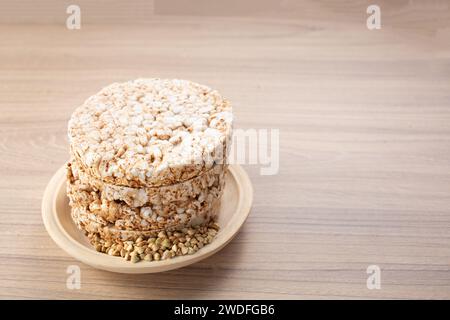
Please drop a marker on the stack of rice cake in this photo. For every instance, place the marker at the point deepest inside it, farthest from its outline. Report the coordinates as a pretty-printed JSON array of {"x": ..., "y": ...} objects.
[{"x": 147, "y": 168}]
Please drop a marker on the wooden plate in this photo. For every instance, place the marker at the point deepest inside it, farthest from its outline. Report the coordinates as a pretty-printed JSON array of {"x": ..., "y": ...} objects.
[{"x": 236, "y": 203}]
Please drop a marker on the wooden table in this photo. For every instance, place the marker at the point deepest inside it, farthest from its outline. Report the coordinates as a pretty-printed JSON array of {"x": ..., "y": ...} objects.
[{"x": 364, "y": 120}]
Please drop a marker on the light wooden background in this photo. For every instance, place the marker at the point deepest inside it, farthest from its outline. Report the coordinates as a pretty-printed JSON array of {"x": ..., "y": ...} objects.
[{"x": 364, "y": 118}]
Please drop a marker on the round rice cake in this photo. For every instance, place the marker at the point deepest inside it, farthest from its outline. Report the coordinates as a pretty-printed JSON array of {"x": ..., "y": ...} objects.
[{"x": 151, "y": 132}]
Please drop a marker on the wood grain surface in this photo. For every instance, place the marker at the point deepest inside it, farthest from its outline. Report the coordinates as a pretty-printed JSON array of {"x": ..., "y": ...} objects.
[{"x": 364, "y": 120}]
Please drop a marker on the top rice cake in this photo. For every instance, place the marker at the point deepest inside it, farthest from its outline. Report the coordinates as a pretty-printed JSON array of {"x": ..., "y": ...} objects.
[{"x": 151, "y": 132}]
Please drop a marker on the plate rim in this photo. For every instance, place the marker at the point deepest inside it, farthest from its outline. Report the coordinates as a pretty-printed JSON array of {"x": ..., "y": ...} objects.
[{"x": 102, "y": 261}]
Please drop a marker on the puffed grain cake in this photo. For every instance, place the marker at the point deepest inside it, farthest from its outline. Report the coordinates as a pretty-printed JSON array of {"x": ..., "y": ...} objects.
[{"x": 151, "y": 132}]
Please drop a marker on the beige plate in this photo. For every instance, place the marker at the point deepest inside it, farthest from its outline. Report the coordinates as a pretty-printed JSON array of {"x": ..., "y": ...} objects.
[{"x": 236, "y": 203}]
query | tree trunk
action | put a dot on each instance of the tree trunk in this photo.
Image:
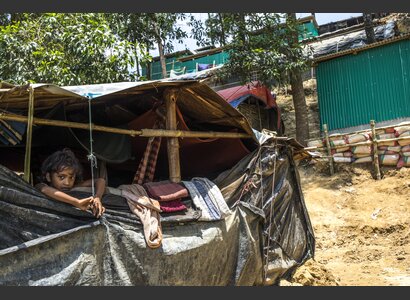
(368, 27)
(298, 95)
(162, 58)
(160, 47)
(301, 111)
(222, 37)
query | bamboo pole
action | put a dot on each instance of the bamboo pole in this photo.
(375, 155)
(142, 132)
(27, 158)
(170, 96)
(329, 152)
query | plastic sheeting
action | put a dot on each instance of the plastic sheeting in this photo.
(45, 242)
(350, 40)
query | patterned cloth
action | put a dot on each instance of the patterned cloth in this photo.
(166, 190)
(207, 196)
(172, 206)
(146, 168)
(147, 210)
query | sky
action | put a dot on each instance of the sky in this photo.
(321, 18)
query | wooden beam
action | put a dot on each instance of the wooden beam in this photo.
(375, 154)
(329, 151)
(142, 132)
(170, 96)
(27, 158)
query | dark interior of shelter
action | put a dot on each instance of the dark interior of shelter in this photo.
(119, 155)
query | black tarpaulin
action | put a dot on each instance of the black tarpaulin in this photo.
(45, 242)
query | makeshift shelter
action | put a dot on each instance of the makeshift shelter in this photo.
(265, 236)
(256, 102)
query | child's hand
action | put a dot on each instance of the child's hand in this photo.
(97, 207)
(85, 204)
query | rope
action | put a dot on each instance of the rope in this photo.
(271, 211)
(91, 157)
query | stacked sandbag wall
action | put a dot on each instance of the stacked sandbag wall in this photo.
(357, 147)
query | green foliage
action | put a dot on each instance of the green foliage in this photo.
(260, 44)
(64, 49)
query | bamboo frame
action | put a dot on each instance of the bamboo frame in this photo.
(133, 133)
(329, 151)
(27, 158)
(170, 96)
(375, 155)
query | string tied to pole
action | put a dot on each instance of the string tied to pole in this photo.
(91, 157)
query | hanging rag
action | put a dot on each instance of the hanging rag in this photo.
(146, 168)
(172, 206)
(147, 210)
(207, 196)
(166, 190)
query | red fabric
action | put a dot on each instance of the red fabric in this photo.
(199, 157)
(166, 190)
(146, 168)
(255, 88)
(172, 206)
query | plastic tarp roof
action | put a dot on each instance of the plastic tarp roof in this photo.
(350, 40)
(45, 242)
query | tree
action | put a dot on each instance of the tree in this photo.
(65, 49)
(296, 83)
(266, 44)
(163, 29)
(368, 27)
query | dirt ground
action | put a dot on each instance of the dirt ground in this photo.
(361, 227)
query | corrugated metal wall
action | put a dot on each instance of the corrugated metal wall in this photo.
(371, 85)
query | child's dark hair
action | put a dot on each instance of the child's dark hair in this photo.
(60, 160)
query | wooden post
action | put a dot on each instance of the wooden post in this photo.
(375, 155)
(329, 152)
(170, 96)
(133, 133)
(29, 134)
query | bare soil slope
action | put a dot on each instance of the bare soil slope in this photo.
(361, 227)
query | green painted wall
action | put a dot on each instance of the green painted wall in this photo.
(371, 85)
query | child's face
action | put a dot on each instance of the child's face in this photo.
(62, 180)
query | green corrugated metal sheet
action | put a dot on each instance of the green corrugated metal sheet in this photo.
(371, 85)
(190, 65)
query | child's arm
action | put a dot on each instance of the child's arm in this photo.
(82, 204)
(98, 208)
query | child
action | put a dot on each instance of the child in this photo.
(61, 171)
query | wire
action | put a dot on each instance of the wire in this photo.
(91, 157)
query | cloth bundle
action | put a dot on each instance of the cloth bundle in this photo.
(207, 196)
(168, 194)
(147, 210)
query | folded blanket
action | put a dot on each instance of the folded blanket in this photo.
(207, 197)
(147, 210)
(166, 190)
(172, 206)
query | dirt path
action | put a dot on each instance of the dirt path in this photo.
(361, 227)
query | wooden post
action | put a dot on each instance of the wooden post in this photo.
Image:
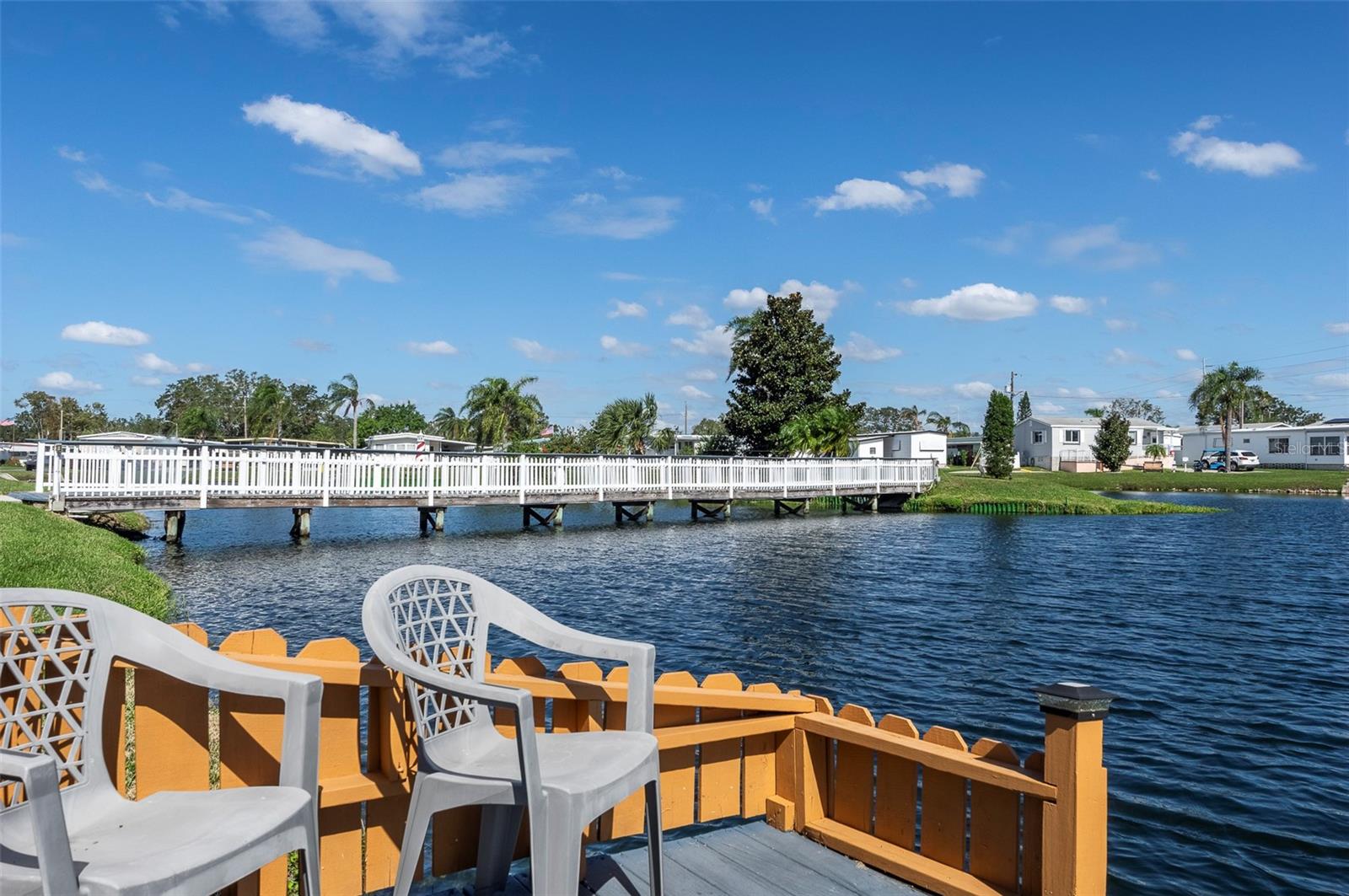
(1074, 837)
(175, 523)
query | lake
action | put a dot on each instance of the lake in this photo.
(1225, 637)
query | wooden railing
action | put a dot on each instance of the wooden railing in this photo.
(319, 476)
(726, 750)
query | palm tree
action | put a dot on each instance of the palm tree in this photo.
(820, 433)
(498, 410)
(343, 395)
(447, 422)
(1220, 394)
(941, 421)
(625, 426)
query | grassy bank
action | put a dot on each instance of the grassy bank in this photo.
(1271, 480)
(46, 550)
(1029, 493)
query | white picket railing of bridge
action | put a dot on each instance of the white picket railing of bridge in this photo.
(141, 471)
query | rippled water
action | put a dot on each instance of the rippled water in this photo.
(1224, 635)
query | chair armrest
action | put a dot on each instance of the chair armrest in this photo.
(546, 632)
(179, 656)
(42, 788)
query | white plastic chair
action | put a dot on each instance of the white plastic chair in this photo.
(64, 826)
(431, 624)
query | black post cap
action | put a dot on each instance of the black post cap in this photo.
(1074, 700)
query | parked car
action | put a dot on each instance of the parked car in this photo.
(1217, 459)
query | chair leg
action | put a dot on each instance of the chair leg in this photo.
(555, 862)
(653, 837)
(497, 848)
(310, 858)
(415, 834)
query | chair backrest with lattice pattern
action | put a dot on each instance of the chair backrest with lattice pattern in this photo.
(438, 620)
(53, 678)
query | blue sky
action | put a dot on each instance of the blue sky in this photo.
(1097, 196)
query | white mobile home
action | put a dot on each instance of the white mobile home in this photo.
(1065, 443)
(1322, 446)
(417, 442)
(906, 446)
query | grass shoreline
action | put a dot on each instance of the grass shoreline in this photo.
(1029, 494)
(45, 550)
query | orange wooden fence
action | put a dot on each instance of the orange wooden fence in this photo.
(924, 808)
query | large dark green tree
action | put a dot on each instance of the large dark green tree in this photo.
(386, 419)
(997, 436)
(782, 366)
(1112, 442)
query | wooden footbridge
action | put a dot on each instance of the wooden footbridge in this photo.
(111, 476)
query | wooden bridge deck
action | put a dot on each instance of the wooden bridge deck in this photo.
(745, 860)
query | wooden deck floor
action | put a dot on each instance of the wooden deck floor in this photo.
(746, 860)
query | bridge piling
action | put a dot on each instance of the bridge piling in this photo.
(175, 523)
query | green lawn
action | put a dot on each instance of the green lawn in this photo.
(1293, 480)
(44, 550)
(1031, 493)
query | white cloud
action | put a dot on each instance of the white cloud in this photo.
(1120, 357)
(435, 347)
(96, 331)
(479, 154)
(303, 253)
(764, 208)
(1009, 242)
(1070, 304)
(1101, 246)
(181, 201)
(861, 347)
(615, 346)
(472, 195)
(815, 296)
(919, 392)
(64, 382)
(715, 341)
(617, 174)
(1216, 154)
(627, 219)
(978, 301)
(386, 37)
(690, 316)
(860, 193)
(1335, 381)
(535, 350)
(627, 309)
(155, 363)
(336, 134)
(973, 389)
(957, 180)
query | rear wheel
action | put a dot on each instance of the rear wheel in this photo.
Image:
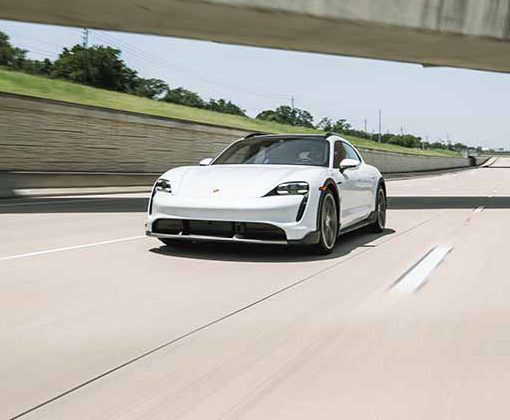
(328, 224)
(380, 211)
(170, 242)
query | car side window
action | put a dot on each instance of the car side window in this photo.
(339, 154)
(350, 153)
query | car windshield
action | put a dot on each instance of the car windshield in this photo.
(312, 151)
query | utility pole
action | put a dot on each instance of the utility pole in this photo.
(85, 38)
(380, 124)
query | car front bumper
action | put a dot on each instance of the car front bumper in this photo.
(280, 212)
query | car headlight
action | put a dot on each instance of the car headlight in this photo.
(163, 185)
(293, 188)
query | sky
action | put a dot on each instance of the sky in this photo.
(435, 103)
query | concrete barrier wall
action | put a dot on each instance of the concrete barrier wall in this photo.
(58, 143)
(40, 135)
(388, 162)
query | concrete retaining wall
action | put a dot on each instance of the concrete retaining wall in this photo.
(51, 144)
(388, 162)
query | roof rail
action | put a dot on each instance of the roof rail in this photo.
(331, 134)
(254, 135)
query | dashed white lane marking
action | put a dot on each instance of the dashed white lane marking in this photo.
(418, 274)
(70, 248)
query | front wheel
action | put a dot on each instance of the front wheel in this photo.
(380, 211)
(328, 224)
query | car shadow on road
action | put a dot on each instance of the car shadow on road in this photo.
(268, 253)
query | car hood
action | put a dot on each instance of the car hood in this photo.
(234, 180)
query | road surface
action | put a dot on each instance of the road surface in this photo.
(99, 322)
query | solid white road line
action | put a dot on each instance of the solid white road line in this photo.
(417, 275)
(40, 203)
(70, 248)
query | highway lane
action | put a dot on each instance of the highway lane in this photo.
(258, 332)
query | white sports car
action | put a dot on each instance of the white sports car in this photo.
(274, 189)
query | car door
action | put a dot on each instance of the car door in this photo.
(347, 185)
(364, 181)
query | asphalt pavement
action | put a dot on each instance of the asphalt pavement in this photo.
(99, 322)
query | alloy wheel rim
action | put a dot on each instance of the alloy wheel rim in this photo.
(329, 222)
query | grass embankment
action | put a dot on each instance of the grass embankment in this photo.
(41, 87)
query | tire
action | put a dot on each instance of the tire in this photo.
(328, 224)
(380, 211)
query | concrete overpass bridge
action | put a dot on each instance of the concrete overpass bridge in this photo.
(471, 34)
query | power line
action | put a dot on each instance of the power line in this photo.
(166, 65)
(85, 38)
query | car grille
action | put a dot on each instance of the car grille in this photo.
(220, 229)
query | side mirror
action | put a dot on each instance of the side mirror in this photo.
(349, 164)
(205, 162)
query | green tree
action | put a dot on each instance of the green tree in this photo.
(183, 96)
(287, 115)
(151, 88)
(224, 106)
(326, 124)
(10, 56)
(96, 66)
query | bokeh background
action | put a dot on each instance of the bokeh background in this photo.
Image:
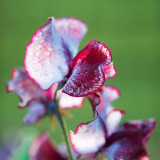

....................

PROMPT: Starting with the line that contains "query | cloth bundle" and going on through the line that contains "(1029, 493)", turn that stretch of the material into a JSON list of strings, one string per line, with blank lines left out. Omit the pictures.

THE RESPONSE:
[
  "query | cloth bundle",
  "action | put a dot on each instance of the cloth bundle in this photo.",
  "(207, 196)",
  "(168, 194)",
  "(147, 210)",
  "query | folded blanket",
  "action | put a dot on each instance of the folded blanket in this photo.",
  "(207, 197)",
  "(147, 210)",
  "(166, 190)",
  "(172, 206)",
  "query | dirt path",
  "action | put a dot on each instance of the dirt path in this photo.",
  "(361, 227)",
  "query | wooden post",
  "action | put a dot on each instance of the wooden post in this photo.",
  "Image:",
  "(1074, 837)",
  "(175, 523)",
  "query | lake",
  "action | put a dot on each instance of the lake in this photo.",
  "(1225, 637)",
  "query | wooden railing",
  "action | put a dot on each instance of the wooden railing in this photo.",
  "(319, 476)",
  "(726, 750)",
  "query | palm tree",
  "action | put a dot on each instance of the palm tree in this photo.",
  "(820, 433)",
  "(498, 410)",
  "(343, 395)",
  "(447, 422)",
  "(1220, 394)",
  "(941, 421)",
  "(625, 426)",
  "query | grassy bank",
  "action | put a dot on each instance of the grassy bank in this photo.",
  "(1271, 480)",
  "(46, 550)",
  "(1029, 493)"
]